**SUPPLIED MATERIAL:**

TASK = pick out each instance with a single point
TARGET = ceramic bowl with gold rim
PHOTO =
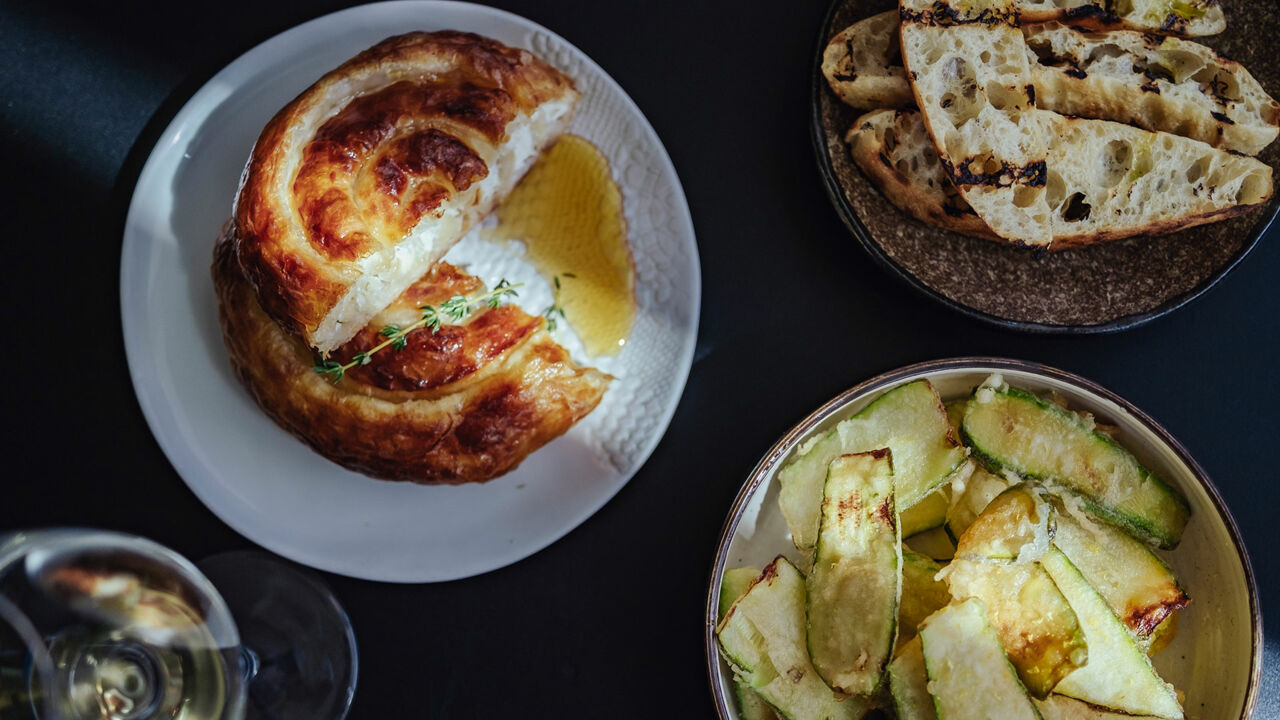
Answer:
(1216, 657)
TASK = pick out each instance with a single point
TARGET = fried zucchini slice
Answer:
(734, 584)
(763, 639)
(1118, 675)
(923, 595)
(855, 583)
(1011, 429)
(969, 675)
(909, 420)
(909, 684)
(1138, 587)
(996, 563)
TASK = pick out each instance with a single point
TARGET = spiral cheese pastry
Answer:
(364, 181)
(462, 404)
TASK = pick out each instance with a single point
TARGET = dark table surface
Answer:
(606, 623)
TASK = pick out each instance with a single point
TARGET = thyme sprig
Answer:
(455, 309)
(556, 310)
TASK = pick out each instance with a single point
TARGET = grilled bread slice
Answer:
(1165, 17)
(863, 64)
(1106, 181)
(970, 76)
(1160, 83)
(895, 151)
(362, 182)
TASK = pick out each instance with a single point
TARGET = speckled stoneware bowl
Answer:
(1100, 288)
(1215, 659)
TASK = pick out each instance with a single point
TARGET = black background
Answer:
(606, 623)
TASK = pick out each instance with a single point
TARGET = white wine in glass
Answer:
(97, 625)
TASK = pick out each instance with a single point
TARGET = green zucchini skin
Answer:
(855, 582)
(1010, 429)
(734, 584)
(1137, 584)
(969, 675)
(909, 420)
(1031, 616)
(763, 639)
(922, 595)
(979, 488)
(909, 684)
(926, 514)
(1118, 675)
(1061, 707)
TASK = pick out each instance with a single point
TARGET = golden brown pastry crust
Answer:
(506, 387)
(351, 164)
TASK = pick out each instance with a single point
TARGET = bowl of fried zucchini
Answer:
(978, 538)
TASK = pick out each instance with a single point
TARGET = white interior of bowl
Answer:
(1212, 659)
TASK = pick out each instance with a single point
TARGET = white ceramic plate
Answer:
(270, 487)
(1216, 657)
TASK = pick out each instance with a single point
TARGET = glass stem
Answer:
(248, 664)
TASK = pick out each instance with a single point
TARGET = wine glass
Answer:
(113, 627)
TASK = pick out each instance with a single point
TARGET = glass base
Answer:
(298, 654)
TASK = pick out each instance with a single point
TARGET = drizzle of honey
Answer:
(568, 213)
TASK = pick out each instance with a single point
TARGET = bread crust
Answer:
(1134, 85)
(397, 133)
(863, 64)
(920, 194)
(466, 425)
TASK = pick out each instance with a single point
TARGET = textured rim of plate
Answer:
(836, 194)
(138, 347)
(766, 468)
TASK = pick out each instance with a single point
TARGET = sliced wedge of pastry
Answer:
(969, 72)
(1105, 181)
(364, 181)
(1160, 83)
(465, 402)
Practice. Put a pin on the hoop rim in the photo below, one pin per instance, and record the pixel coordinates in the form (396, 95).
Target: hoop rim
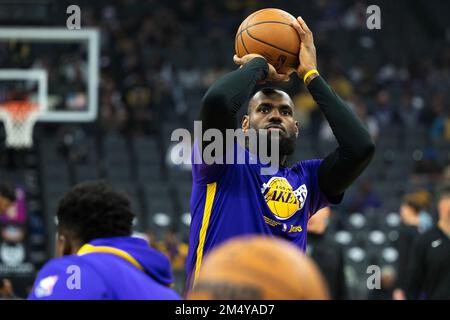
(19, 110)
...
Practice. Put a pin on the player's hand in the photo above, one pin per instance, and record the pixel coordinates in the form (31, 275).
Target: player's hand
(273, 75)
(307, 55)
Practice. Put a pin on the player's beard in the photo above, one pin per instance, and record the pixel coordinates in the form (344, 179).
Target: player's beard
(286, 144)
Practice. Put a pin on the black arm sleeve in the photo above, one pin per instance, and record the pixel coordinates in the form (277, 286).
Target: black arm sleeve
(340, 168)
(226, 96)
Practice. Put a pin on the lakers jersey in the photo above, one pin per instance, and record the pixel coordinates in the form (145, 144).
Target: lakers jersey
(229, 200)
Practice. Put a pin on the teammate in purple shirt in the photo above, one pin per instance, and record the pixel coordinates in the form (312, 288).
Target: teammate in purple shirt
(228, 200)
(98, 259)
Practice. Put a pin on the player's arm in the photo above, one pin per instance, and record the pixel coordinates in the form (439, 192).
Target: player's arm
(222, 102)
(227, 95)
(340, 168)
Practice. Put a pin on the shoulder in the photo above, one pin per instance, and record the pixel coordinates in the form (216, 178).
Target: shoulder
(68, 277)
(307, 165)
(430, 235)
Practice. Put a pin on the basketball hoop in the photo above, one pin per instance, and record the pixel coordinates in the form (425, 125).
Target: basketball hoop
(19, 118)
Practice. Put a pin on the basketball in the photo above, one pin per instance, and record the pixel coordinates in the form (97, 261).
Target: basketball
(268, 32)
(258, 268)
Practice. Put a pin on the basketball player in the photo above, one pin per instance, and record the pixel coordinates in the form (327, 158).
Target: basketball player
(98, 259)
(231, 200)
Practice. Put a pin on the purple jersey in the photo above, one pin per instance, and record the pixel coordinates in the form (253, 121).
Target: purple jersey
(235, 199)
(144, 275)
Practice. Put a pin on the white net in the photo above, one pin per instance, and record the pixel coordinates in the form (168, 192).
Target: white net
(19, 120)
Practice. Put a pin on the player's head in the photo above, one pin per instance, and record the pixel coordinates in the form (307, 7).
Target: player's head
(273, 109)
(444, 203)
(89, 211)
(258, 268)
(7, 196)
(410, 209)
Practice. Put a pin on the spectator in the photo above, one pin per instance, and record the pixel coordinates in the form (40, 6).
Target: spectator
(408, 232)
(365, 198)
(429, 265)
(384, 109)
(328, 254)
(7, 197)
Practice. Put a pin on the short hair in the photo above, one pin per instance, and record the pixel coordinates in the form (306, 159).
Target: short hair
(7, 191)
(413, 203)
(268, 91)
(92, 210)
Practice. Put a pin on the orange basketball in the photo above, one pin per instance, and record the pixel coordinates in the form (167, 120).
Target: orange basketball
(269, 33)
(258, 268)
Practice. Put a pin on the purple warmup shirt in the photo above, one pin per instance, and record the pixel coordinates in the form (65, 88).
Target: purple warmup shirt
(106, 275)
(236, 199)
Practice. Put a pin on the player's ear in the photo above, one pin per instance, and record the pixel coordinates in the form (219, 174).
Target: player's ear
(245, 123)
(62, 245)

**WHAT YOU SHOULD DO:**
Return, from the material above, each line holding the string "glass".

**COMPLETED TASK:**
TARGET = white wine in glass
TARGET = glass stem
TARGET = wine glass
TARGET = glass base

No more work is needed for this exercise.